◆ Supplied text:
══════

Error while running 2_run_pbt.py in multisession tutorial.

Question

Error while running 2_run_pbt.py in multisession tutorial.

Closed this issue 8 months ago · 4 comments

Hi Andrew,

I am currently running a multisession tutorial in jupyter notebook on a windows 11 64bit PC with lfads_torch installed.
It was working fine until 1_data_prep.ipynb, but while running 2_run_pbt.py the following error occurred.
I would appreciate it if you could tell me how to deal with it.

2024-01-02 19:01:01,090 ERROR serialization.py:371 -- Failed to unpickle serialized exception
Traceback (most recent call last):
File "C:\ProgramData\Anaconda3\envs\lfads-torch\lib\site-packages\ray\exceptions.py", line 46, in from_ray_exception
return pickle.loads(ray_exception.serialized_exception)

══════

◆ Source data:

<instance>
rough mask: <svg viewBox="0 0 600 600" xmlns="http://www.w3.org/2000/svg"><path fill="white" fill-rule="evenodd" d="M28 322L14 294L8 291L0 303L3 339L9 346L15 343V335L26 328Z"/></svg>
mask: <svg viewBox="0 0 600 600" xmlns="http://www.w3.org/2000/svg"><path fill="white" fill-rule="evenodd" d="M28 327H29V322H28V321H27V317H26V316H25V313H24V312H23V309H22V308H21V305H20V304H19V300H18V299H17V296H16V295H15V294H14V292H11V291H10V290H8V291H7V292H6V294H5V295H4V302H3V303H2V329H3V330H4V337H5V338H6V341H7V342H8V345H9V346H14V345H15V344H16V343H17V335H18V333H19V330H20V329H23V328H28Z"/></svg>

══════

◆ What you need to do:
Continue the forum post about the 2_run_pbt.py error in the multisession tutorial from its last line.

◆ Response to the exercise:
TypeError: init() missing 1 required positional argument: 'missing_cfg_file'

The above exception was the direct cause of the following exception:

Traceback (most recent call last):
File "C:\ProgramData\Anaconda3\envs\lfads-torch\lib\site-packages\ray_private\serialization.py", line 369, in deserialize_objects
obj = self._deserialize_object(data, metadata, object_ref)
File "C:\ProgramData\Anaconda3\envs\lfads-torch\lib\site-packages\ray_private\serialization.py", line 275, in _deserialize_object
return RayError.from_bytes(obj)
File "C:\ProgramData\Anaconda3\envs\lfads-torch\lib\site-packages\ray\exceptions.py", line 40, in from_bytes
return RayError.from_ray_exception(ray_exception)
File "C:\ProgramData\Anaconda3\envs\lfads-torch\lib\site-packages\ray\exceptions.py", line 49, in from_ray_exception
raise RuntimeError(msg) from e
RuntimeError: Failed to unpickle serialized exception
2024-01-02 19:01:01,092 ERROR trial_runner.py:993 -- Trial run_model_c9f12_00001: Error processing event.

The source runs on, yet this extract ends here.